» **Work instruction**: From the article on secondhand smoke below, list every disease or condition for which it gives a percentage increase in risk for people who do not smoke but are exposed to secondhand smoke, along with that percentage.

» **Study text**:
• • • • • • •

Learn about the often-overlooked consequences secondhand smoke exposure has on the people and pets in our lives.
The word “tobacco” in this article refers to commercial tobacco created and sold by tobacco companies, not tobacco that is used spiritually and ceremonially by indigenous tribes.
We all know our personal choices have effects that extend beyond ourselves. It’s why we make the conscious decision to not check our phones when we drive or walk the dog even when we’re exhausted and would rather binge watch a good show. But, when it comes to tobacco and nicotine use, it’s easy to think it’s a choice that only impacts oneself.
Secondhand smoke, the smoke created from the burning end of a cigarette and exhaled out, poses a serious health risk to those around us. In this blog post, we’ll discuss the often-overlooked consequences of secondhand smoke exposure on our family, guests, pets, and the even lesser-known threats of thirdhand smoke. Our decision to quit smoking is not just about our own well-being, but about safeguarding the health of those we care about most.
The impact on people
Secondhand smoke is linked to respiratory illnesses like pneumonia and bronchitis, and it can have persistent adverse effects on lung function in children (1). Exposure to people who do not smoke is estimated to cause around 7,300 lung cancer deaths and 34,000 cardiovascular disease deaths annually (1). Additionally, secondhand smoke is responsible for the premature death of 41,000 adults and more than 400 infants each year (1).
Individuals who do not smoke but are exposed to secondhand smoke face a 25%-30% higher risk of cardiovascular disease and a 20%-30% higher risk of lung cancer (1). Their risk of stroke also increases by about 20%-30% (1).
The impact on pets
Our pets are also at risk from secondhand smoke. Dogs and cats that share our homes are at double the risk for developing lung cancer if we smoke (1). The smoke particles settle on their fur and skin, exposing them to the same heart disease, cancer and respiratory disease risks as with humans (2). This residue contains hazardous chemicals like nicotine, formaldehyde and cancer-causing substances. When pets lick their fur, they ingest these harmful chemicals, which puts them at risk for cancer (2).
The menace of thirdhand smoke
A hazardous residue called thirdhand smoke affects not only our pets, but also is a real danger in any home. It is often overlooked.
When you smoke tobacco, residue slowly accumulates on indoor surfaces. This residue includes nicotine and dangerous carcinogens, or cancer-causing chemicals, such as formaldehyde. Over time, it becomes a part of the environment, clinging to surfaces and is difficult to remove (3).

• • • • • • •

» **Listed entries**:

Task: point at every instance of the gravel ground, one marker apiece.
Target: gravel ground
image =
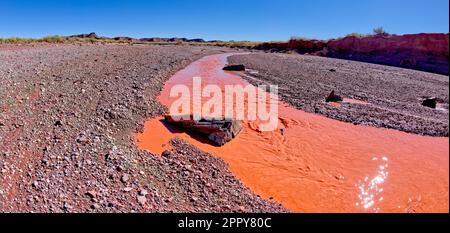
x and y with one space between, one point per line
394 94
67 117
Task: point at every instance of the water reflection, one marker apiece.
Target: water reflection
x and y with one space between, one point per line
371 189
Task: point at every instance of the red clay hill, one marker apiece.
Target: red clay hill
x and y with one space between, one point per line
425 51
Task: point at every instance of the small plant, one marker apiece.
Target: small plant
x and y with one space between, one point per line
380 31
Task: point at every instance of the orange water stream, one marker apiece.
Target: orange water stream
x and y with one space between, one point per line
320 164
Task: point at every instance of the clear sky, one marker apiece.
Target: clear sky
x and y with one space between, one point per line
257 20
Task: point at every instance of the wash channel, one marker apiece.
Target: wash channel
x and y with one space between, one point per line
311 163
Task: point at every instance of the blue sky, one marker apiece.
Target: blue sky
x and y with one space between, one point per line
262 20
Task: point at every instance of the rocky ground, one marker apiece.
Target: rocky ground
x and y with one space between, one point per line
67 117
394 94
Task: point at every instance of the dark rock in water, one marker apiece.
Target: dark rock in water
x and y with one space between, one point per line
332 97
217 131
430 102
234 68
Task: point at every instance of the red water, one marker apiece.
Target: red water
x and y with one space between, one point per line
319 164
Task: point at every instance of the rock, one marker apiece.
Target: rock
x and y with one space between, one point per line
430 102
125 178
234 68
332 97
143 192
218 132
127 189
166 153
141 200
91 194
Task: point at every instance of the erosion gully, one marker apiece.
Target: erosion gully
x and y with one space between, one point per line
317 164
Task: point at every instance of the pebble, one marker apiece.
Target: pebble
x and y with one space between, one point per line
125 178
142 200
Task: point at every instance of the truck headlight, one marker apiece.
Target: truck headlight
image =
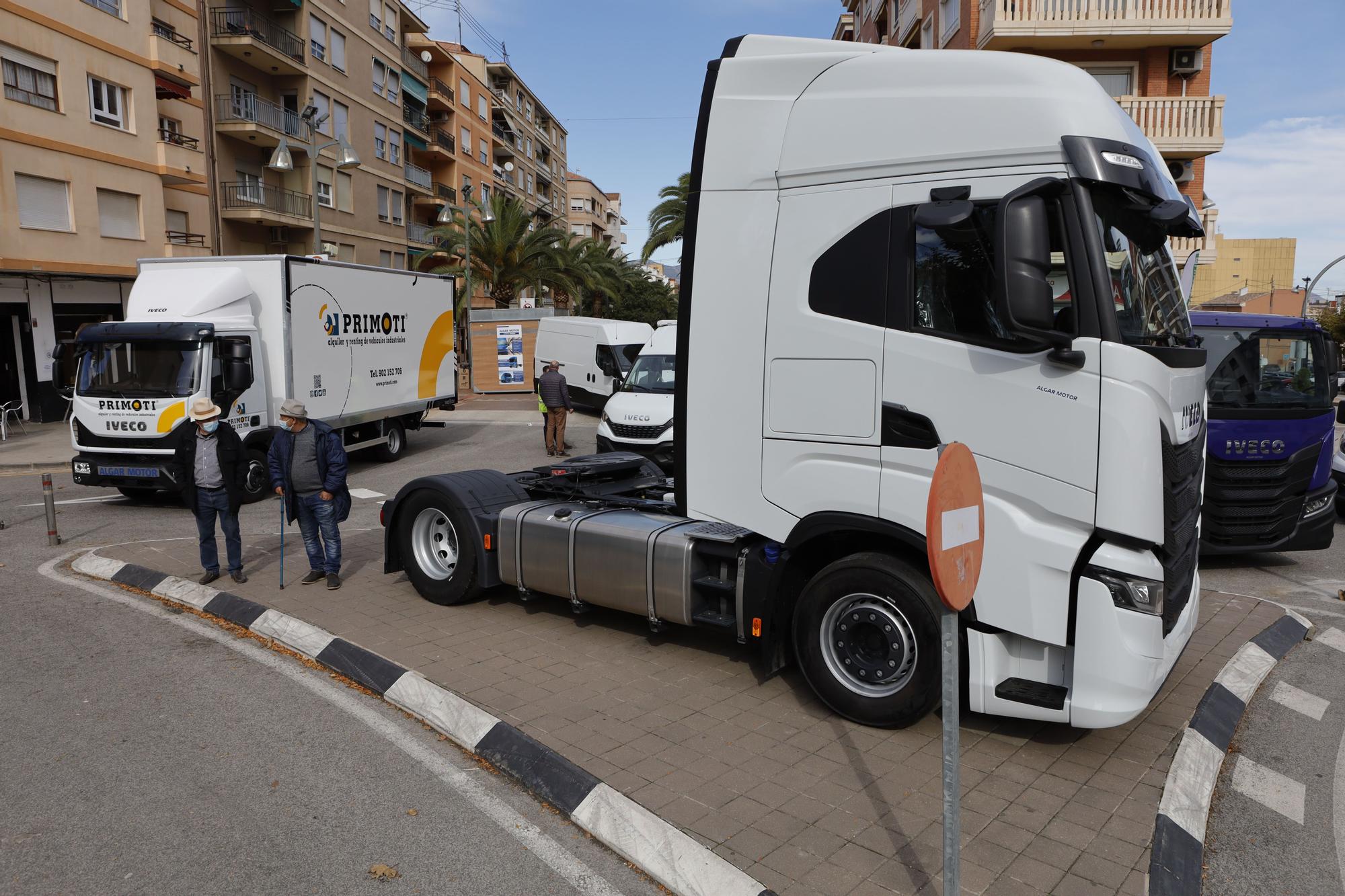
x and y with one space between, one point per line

• • • • • • •

» **Answer below**:
- Cardiovascular disease: 25%-30% higher risk
- Lung cancer: 20%-30% higher risk
- Stroke: about 20%-30% higher risk